Exercise: In the records below, from the beginning through the line containing "point(96, 475)", change "bare shrub" to "dry bush" and keep everything else the same. Leave the pictures out of your answer.

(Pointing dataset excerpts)
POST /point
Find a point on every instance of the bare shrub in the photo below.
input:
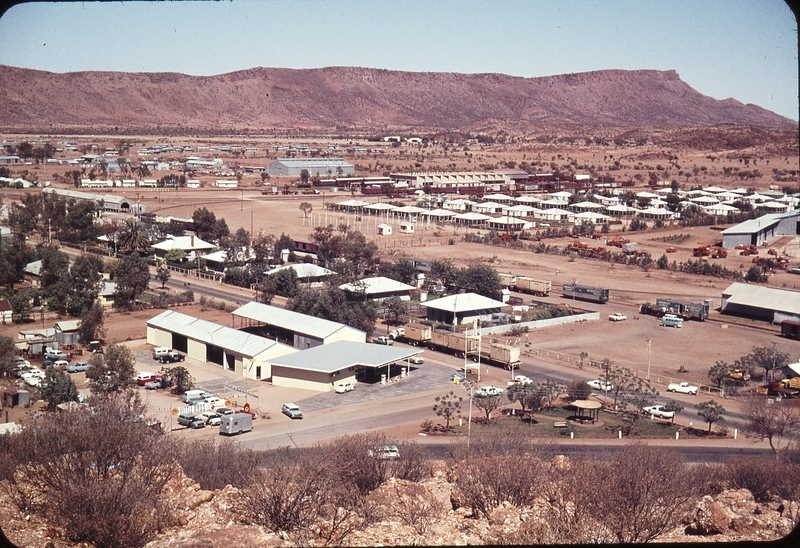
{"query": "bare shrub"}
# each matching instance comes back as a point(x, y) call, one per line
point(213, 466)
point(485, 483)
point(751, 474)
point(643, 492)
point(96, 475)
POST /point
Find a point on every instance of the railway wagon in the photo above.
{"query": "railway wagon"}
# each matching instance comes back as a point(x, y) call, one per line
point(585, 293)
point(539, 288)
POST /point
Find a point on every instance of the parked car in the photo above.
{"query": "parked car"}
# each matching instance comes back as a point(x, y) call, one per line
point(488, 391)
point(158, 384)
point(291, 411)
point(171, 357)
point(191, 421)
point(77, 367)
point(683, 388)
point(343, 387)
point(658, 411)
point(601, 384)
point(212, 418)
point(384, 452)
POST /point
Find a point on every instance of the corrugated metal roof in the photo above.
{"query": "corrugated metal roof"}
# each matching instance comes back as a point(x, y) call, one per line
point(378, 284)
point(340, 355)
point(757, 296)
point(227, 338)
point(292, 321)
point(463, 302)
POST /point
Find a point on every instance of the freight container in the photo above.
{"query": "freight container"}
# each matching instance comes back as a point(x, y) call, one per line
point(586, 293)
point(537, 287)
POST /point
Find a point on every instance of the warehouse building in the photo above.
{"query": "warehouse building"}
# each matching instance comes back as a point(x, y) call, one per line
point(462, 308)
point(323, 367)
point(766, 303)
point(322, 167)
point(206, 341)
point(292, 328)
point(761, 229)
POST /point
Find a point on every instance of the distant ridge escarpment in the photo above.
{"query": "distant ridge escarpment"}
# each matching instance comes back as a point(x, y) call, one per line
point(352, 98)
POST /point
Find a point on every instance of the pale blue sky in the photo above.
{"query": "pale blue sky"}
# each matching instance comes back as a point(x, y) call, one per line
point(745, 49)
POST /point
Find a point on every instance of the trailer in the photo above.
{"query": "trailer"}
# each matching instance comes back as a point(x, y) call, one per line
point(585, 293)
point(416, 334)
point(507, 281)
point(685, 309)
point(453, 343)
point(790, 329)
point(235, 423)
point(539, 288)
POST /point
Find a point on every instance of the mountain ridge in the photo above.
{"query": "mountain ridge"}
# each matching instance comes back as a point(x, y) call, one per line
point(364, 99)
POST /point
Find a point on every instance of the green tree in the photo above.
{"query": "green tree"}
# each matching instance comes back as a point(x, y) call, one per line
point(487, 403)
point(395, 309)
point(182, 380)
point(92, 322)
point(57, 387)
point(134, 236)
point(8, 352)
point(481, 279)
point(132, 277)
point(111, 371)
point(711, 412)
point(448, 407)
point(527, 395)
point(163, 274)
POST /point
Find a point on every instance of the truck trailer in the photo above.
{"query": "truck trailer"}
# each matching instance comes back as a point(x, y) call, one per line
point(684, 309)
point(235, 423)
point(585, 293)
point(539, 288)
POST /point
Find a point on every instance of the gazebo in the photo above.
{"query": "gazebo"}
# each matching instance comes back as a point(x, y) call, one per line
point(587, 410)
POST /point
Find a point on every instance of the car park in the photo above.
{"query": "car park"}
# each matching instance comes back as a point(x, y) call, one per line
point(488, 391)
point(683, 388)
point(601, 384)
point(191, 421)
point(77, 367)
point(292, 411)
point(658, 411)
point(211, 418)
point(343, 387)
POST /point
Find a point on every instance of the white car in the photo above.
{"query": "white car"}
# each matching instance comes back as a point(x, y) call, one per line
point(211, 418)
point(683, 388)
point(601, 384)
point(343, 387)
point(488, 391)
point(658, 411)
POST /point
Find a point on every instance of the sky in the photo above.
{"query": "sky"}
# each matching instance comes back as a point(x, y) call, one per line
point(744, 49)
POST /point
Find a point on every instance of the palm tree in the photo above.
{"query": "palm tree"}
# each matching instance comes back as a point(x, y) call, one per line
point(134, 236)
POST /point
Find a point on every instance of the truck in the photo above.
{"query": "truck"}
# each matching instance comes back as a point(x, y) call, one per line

Answer in full:
POST /point
Find a point on every instance of the dry bush in the photo below.
input:
{"query": "dry bush"}
# each matching instance comes back as a point(x, y) call, one per line
point(213, 466)
point(485, 483)
point(751, 474)
point(643, 492)
point(96, 475)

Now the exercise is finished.